In my line of work, I am all too familiar with cases such as Gabby Petito’s.
Gabby’s family will be experiencing emotions quite unlike those felt in any other trauma. Many families using our services say they would rather have a death than not knowing at all, and that is understandable. Although police have now found a body which they have described as consistent with descriptions of Petito, her fate is still unsure — and the further reported disappearance of her partner Brian Laundrie only complicates matters further.
The ‘limbo’ one finds oneself in when somebody is missing is vast, empty and lonely. Nobody can provide the answers that are needed, and it simply feels desperate.
When a death has occurred, there is a recognized pathway to follow. We know how we are supposed to grieve, what needs doing, when it needs to happen. People can help us along the way, support us, and we can lean on them. Most people genuinely can say they have experienced the death of someone close, and so they do understand.
But when someone is missing, people don’t know what to do. They don’t understand, and there is little they can do in way of support. They can’t help that — very few go through this ordeal, so people on hand to say the right things and do what needs to be done are hard to find. Often, those surrounding the relatives of someone who has gone missing don’t mention the missing person as they are afraid of what to say. The families we work with often say that friends accidentally slip and mention the missing person in the past tense. It is easy to imagine how upsetting that could be.

- RECORDED DATA -
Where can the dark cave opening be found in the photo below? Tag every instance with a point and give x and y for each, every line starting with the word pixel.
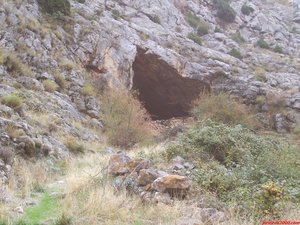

- GIVEN TASK -
Write what comes next in the piece about what families of missing people go through, starting after its final sentence.

- WRITTEN ANSWER -
Cases where somebody who is known by the family — perhaps loved and trusted by those people — is thrust into the limelight as a potential suspect or person of interest make things even more difficult to cope with. Questions are asked, theories and fears abound. Internet conspiracy theories spread and only add to the family’s pain.
Gabby’s family will have been asking themselves impossible questions. They will perhaps be blaming themselves for not stopping her going, seeing signs they believe they should have noticed before, wishing they had done more.
As I frequently tell parents and families of LBT Global cases, none of it is their fault. Nobody could have foreseen the outcome — and of course right now we don’t know the outcome in the Petito case. Where I work, we spend a huge amount of time speaking to families, going over their fears and scenarios, and dealing with the often all-encompassing guilt, at any time of the day or night. We need to be there when they can’t sleep, when the nightmares seem so real.
Behind the scenes, a vast amount of activity will be going on. One of the worst situations is where there is an investigative element to the missing person, and this means that the family won’t be informed of much of the proceedings. Instead, families will be told that “we are waiting for an update”, or “enquiries are ongoing”. That could mean that three different law enforcement agencies, consular staff from embassies, border forces, NGO’s like LBT Global and more are all working together, following leads, sightings, and intelligence, to locate the missing person. It may be they are perceived to be in a high risk situation, so to reveal any of the investigation’s progress could at least hinder the proceedings and at worst be fatal. But through all this, the family are clutching phones, refreshing email inboxes, jumping with shock whenever the doorbell rings. Every ‘ping’ on an electrical device could be the news they are waiting for — or the news they have been dreading. Imagine for a second going through something like that. It’s almost impossible.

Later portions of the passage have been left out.